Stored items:
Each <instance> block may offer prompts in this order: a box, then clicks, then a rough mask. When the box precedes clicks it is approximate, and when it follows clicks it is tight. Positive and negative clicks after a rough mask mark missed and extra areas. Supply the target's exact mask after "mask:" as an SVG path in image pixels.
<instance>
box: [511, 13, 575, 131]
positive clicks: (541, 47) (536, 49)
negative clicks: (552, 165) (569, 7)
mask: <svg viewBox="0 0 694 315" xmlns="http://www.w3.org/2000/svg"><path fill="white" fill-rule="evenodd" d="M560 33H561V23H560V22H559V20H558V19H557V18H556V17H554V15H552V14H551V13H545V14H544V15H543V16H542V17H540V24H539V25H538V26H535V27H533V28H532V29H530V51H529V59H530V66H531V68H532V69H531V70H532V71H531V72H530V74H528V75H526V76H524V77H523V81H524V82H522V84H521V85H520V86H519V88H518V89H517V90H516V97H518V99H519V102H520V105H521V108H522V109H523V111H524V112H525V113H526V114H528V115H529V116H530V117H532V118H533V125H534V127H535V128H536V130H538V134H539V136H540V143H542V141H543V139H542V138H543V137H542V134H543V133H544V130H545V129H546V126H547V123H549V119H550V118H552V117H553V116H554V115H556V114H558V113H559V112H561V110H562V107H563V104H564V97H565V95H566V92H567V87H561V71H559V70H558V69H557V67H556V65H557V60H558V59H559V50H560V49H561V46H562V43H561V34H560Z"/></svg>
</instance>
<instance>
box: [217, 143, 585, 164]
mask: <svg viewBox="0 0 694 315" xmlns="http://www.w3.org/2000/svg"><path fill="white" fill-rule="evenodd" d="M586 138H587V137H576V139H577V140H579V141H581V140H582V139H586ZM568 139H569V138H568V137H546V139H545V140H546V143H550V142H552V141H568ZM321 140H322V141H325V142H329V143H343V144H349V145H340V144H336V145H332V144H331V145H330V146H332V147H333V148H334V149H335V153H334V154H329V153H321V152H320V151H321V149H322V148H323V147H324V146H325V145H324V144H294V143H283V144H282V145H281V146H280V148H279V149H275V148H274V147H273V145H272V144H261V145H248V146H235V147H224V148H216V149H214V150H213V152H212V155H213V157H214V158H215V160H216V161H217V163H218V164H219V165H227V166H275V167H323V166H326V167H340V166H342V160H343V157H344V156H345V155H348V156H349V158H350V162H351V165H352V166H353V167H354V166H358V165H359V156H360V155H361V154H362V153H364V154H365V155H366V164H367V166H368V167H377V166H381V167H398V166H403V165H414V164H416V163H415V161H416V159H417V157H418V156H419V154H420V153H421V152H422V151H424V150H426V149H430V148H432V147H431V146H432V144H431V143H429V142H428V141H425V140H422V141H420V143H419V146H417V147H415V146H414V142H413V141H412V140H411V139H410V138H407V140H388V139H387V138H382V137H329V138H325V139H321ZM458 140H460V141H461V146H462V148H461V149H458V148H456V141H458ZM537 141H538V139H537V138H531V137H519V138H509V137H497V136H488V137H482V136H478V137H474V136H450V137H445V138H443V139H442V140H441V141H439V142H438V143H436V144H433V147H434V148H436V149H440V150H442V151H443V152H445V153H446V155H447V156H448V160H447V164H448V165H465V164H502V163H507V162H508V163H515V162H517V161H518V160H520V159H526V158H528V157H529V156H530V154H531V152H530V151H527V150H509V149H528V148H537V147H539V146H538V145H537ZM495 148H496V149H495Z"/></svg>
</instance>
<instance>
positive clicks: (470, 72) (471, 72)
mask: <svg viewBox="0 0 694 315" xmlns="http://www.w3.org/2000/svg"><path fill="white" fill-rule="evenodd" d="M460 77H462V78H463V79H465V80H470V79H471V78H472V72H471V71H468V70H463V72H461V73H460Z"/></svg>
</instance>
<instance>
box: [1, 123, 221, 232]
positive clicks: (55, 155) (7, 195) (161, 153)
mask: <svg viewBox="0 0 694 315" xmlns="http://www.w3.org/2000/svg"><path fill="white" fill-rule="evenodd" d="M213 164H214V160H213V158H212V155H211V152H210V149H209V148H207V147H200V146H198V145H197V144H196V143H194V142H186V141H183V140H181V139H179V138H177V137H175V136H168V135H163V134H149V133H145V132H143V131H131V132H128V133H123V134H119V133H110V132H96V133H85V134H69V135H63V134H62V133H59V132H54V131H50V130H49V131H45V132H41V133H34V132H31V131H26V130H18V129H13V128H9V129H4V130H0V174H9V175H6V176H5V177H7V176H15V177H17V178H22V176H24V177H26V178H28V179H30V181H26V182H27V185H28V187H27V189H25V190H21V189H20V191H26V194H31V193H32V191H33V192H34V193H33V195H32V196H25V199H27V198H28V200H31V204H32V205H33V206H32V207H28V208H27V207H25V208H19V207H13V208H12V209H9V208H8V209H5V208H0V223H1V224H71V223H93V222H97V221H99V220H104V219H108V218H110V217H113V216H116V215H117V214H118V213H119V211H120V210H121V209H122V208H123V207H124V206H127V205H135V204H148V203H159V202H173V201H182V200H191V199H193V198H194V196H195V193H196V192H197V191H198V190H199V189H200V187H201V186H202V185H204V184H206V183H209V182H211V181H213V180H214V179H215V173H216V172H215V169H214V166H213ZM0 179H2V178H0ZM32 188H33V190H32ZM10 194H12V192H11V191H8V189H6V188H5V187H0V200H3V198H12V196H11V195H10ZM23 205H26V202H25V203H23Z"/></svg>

WORK TO COMPLETE: Filter the rows above, copying every line that contains the string "negative". Case counts.

TASK RESPONSE:
Each <instance> block may offer prompts in this order: a box, then clicks, then a rough mask. When the box precedes clicks it is approximate, and when it follows clicks it is tight. Positive and negative clicks after a rough mask mark missed and extra areas. Supply the target's exact mask after "mask:" as an SVG path in image pixels.
negative clicks: (552, 165) (569, 7)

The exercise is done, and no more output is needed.